§ **PROBLEM DESCRIPTION**
Your task is to transcribe all of the data below exactly, omitting the images.

§ **RECORDS FOR THE TASK**
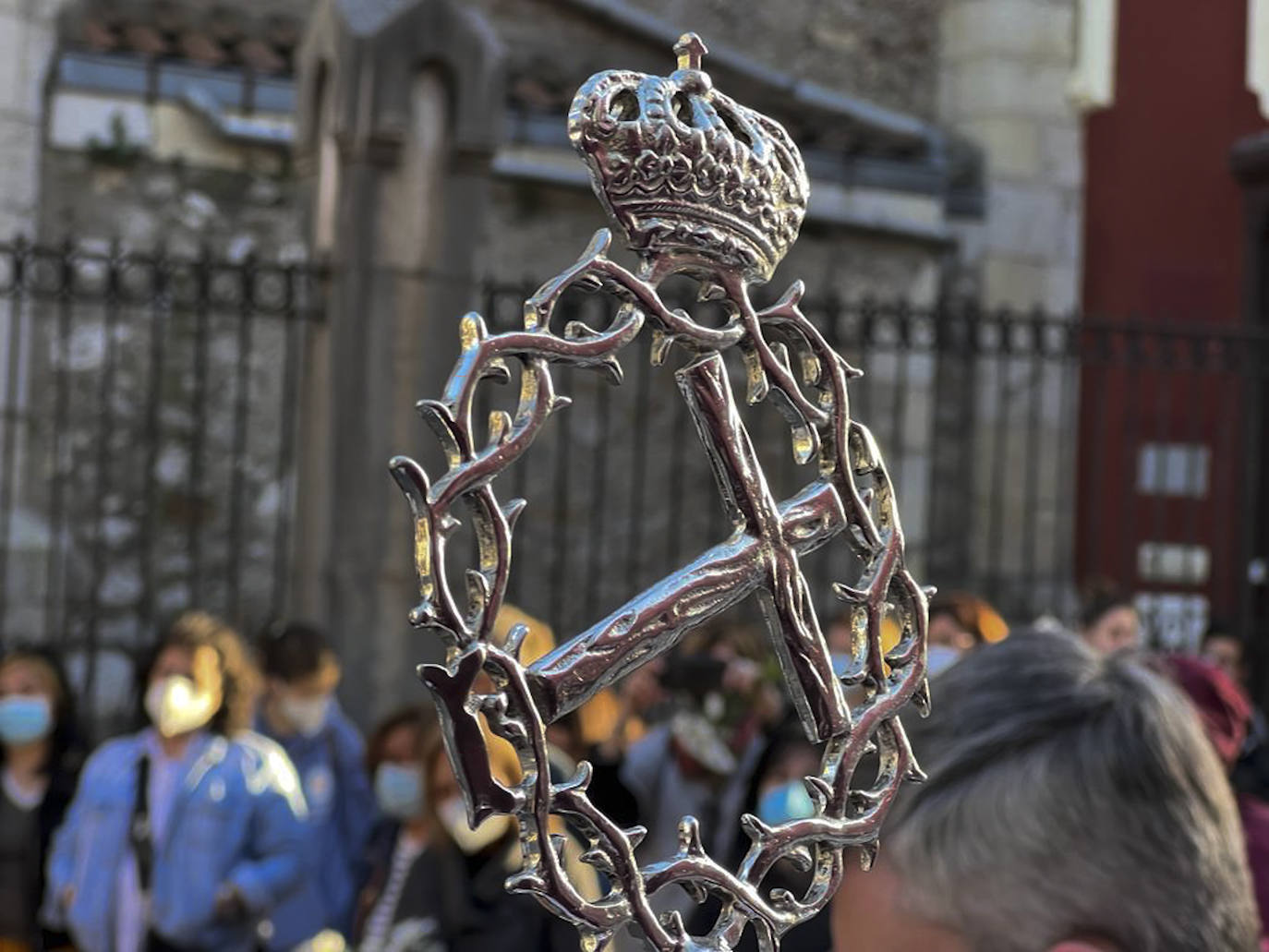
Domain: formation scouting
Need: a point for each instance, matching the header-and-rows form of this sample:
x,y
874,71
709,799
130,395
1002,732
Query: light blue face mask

§ **COMPLETED EXERCISE**
Domain: formation scouting
Need: a point for each instance, matching the header-and-rows form of this sample:
x,y
874,71
709,799
130,395
1002,732
Query: light blue face mask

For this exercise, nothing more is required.